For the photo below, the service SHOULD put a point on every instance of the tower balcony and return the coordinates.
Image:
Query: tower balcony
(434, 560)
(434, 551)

⁂

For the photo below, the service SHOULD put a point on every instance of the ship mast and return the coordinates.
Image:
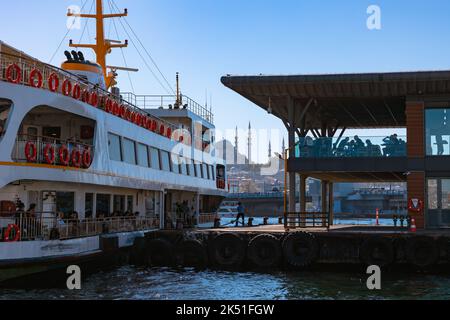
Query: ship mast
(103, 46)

⁂

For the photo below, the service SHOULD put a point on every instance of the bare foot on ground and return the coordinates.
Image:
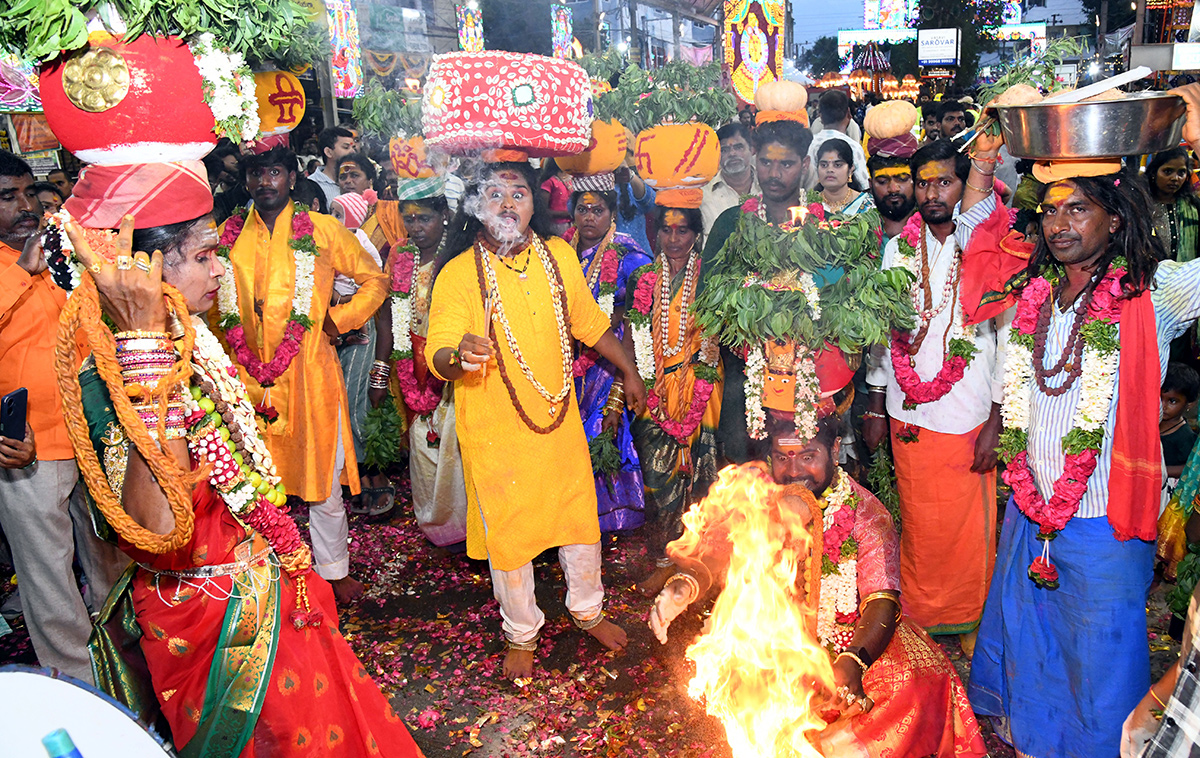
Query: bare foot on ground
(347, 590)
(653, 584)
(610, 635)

⁂

▶ _Exercise prompt_
From the entries, copy every line in which the word "photo" occurs.

▶ _Solution for this problem_
For the photo below, the service SHOULD put a point on every instance of the tower balcony and return the coordinates.
For the photo below, the service SHOULD put a point on every instance of the ship mast and return the coordinates.
For the photo below, the service SHOULD put a point on every instance of the bare foot on ground and return the coordinates.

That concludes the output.